● Textabschnitt
# Beats by dre Studio als Headset benutzen?



## Deeeeeeeenis (9. März 2013)

Hallo 

ich hoffe ich bin hier richtig.. falls nicht, verschieben 

In meinem schrank liegt seid längerem die Beats by dre studio kopfhörer ohne Verwendung. Vor ein paar Tagen hab ich ein Video von einem Youtuber Noobmithut gesehen der die kleinen Beats als PS3 headset benutzt und das ist auch schon meine Frage wie kann ich sie als ps3 headset nutzen? und wie als PC headset?

Wenn ich das Kabel mit dem Microfon in die Grüne pc büchse stecke bekomme ich nur ton,und wenn ich das kabel in die Microfon öffnung stecke bekomm ich garnichts...

ich hoffe ihr könnt mir helfen


----------



## hetzel (9. März 2013)

Er wird wohl noch separat ein mikrofon haben

die Kopfhörer haben kein mikrofon


----------



## ugotitbad (9. März 2013)

Kurze Erklärung: 
'Pro-Gamer' haben meist Kopfhörer unter ihren eig. Headsets, aber auch meist nur auf Events, denn die Headsets über den Kopfhörern wirken wie eine Art Gehörschutz.
Dazu haben sie meist noch ein zweites Headset um ihren Hals und benutzen davon das Mikro. Also insgesamt 2 Headsets und ein paar Kopfhörer.

Edit:// Damit wollte ich sagen das du zu den Beats evtl. noch ein Mikro seperat nutzen kannst, spricht nichts dagegen.


----------



## christian.pitt (9. März 2013)

> 'Pro-Gamer' haben meist Kopfhörer unter ihren eig. Headsets, aber auch meist nur auf Events, denn die Headsets über den Kopfhörern wirken wie eine Art Gehörschutz.
> Dazu haben sie meist noch ein zweites Headset um ihren Hals und benutzen davon das Mikro. Also insgesamt 2 Headsets und ein paar Kopfhörer.



meinst du das ernsthaft?


----------



## Deeeeeeeenis (9. März 2013)

bei den Kopfhörer war ein 2. Kabel mitgeliefert um z.b mit dem iPhone zutelefonieren,kann man das nicht nutzen?


----------



## nfsgame (9. März 2013)

Zähl mal die Ringe eines normalen Klinkensteckers und die des Steckers vom Beats-Kram ... Dann sollte dir ein Licht aufgehen was für einen Adapter du brauchst.


----------



## ugotitbad (9. März 2013)

christian.pitt schrieb:


> meinst du das ernsthaft?


 
Hab meinen Beitrag editiert, damit man versteht was ich sagen wollte. Aber verstehe deine Frage trotzdem nicht.
Übrigens war mein Beitrag auf das davor bezogen. Wollte halt nur nochmal betonen das es nichts verwerfliches ist Kopfhörer und Mikro seperat zu nutzen.


----------



## Deeeeeeeenis (9. März 2013)

bei meinem PC headset* sind 2 Ringe,und am kabel von den Beats auch 2 Ringe und am anderem Ende 3 Ringe.


----------



## christian.pitt (9. März 2013)

● Beschriftungen von Objektpunkten
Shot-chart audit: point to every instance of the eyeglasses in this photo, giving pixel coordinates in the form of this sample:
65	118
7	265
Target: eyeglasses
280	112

● Kurze Aufgabe 1
Nenne jeden Benutzernamen, der im Forenthread über die Beats-Kopfhörer über einem Beitrag steht, und zwar jeden nur einmal.
● Kurze Aufgabe 2
Schreib den Forenthread über die Beats-Kopfhörer im Anschluss an seine letzte Zeile weiter.

● Erwartete Ausgabe 1
Deeeeeeeenis, hetzel, ugotitbad, christian.pitt, nfsgame

● Erwartete Ausgabe 2
ich meinte das: 





> Dazu haben sie meist noch ein zweites Headset um ihren Hals und benutzen davon das Mikro.


und das kann ich mir beim besten willen nicht vorstellen 

wenn du nur das micro meintest, ok - und selbst dann nicht, weil ein headset =/= kopfhörer: headset = Amazon kopfhörer = Amazon (ohne Micro)

das mit dem gehörschutz kann ich ja noch halbwegs verstehen (obwohl man auch das mit verschlossenen kopfhörern lösen könnte -> Amazon). 
aber das 2. headset um den hals???



und zum topic: wennst du bei deinen beats nur 2 ringe, also 3 kontakte hast (stereo), dann haben diese auch kein micro. du könntest dir aber natürlich auch das hier kaufen: http://www.amazon.de/Zalman-ZM-MIC1...MTMQ/ref=sr_1_2?ie=UTF8&qid=1362850177&sr=8-2


----------



## ugotitbad (9. März 2013)

christian.pitt schrieb:


> ich meinte das:
> 
> und das kann ich mir beim besten willen nicht vorstellen
> 
> ...


 
Schau mal bei *08:36*.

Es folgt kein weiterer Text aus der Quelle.